→ Task: The expected output is the data itself, duplicated in full.
*** Block opens ***
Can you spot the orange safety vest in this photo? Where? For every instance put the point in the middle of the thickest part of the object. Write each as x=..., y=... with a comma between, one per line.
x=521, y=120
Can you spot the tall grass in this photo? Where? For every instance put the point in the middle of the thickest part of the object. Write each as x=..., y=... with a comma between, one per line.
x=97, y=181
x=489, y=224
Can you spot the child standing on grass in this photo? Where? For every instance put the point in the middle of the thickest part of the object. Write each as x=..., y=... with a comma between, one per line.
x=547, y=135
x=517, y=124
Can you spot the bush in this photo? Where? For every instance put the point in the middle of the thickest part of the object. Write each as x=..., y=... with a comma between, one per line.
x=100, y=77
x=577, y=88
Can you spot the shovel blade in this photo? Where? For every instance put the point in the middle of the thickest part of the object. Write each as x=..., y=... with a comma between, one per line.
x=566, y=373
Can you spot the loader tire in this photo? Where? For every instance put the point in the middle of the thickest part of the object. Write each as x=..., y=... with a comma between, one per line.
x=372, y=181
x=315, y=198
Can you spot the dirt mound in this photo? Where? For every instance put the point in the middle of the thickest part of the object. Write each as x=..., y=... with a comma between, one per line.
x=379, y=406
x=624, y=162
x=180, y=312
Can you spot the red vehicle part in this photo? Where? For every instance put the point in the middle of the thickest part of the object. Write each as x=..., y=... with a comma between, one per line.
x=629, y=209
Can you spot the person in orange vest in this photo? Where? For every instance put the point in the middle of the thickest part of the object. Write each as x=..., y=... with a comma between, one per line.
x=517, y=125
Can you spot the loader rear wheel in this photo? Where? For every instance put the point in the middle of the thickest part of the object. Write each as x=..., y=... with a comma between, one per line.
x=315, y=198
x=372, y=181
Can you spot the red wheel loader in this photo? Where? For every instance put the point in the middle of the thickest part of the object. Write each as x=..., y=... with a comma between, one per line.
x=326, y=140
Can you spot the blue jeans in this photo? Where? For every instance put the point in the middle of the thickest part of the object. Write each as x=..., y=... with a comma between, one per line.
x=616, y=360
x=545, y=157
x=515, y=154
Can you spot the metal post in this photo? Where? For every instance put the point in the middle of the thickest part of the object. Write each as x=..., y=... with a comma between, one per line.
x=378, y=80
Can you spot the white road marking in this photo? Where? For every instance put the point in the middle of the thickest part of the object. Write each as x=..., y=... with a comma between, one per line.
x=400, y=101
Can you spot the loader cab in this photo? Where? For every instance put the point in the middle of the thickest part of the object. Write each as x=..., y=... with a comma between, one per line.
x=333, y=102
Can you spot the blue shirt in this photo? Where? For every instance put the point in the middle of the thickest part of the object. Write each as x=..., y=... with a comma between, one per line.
*** Block closes ***
→ Exercise answer:
Can you spot the orange safety vest in this photo? Where? For every instance put the point in the middle of the thickest part of the object. Write each as x=..., y=... with a comma between, one per line.
x=521, y=120
Can you spot the tall grass in this photo? Where? For every instance put the point in the middle of the thickest part of the object. Write each as x=..., y=... with a comma between, one per line.
x=97, y=181
x=489, y=224
Can you spot the child standing on grass in this photo? Where? For every instance put the point in the middle of the thickest part of the object. Write each as x=..., y=... with a comma between, one per line.
x=547, y=135
x=517, y=124
Can you spot the bush in this photo? Where? For every instance put the point in the middle of the thickest part of the object. Write each as x=..., y=... with a comma between, one per line.
x=100, y=77
x=577, y=88
Can you spot the shovel blade in this photo? Where? For every instance put the point in the middle of the thickest part of the object. Write each as x=..., y=... with a comma between, one per line.
x=566, y=373
Can you spot the loader tire in this photo? Where? For every instance put the point in the middle of the thickest part of the object. Write each as x=..., y=... with a comma between, one per line.
x=372, y=181
x=315, y=198
Can you spot the dirt mound in this photo? Where? For every instance put the point in the middle of the thickest part of the object. Write each as x=..., y=... with a comma between, one per line.
x=379, y=406
x=624, y=162
x=180, y=312
Can you spot the red vehicle part in this photo? Where? For every instance put the point in the middle of the thickest part of the object. Write each as x=..., y=... with a comma between, one per line.
x=629, y=209
Can you spot the person in orange vest in this photo? Where? For every instance put the point in the middle of the thickest part of the object. Write each as x=..., y=... with a comma between, one per line.
x=517, y=125
Can you spot the loader rear wheel in this photo? Where? For every instance put the point in the middle of the thickest part of the object. Write each as x=..., y=... with a comma between, one per line.
x=315, y=198
x=372, y=181
Can you spot the red wheel loader in this photo? Where? For every instance put the point in the middle of the thickest part of the object. Write each as x=..., y=... with a comma between, one per line.
x=326, y=140
Can you spot the blue jeans in this photo? Where? For every instance put the point in the middle of the thickest part of the object. Write each as x=..., y=... with a comma between, one per line.
x=616, y=360
x=545, y=157
x=515, y=154
Can you spot the metal post in this photo? Where? For every instance put the point in the middle of the thickest part of the object. Write each as x=..., y=... with a comma between, one per line.
x=378, y=80
Can you spot the white road marking in this photo? Where? For every instance put the point in the middle of the thickest part of the object. Write each as x=..., y=... with a comma between, one per line.
x=400, y=101
Can you spot the loader cab in this photo? Where? For every instance put the point in the middle of the thickest part of the object. Write each as x=..., y=... with a comma between, one per line.
x=333, y=102
Can you spot the blue shirt in this photo? Where? For every instance put the point in the middle of the thickest part of the object. Write each as x=..., y=... with a comma between, one per line.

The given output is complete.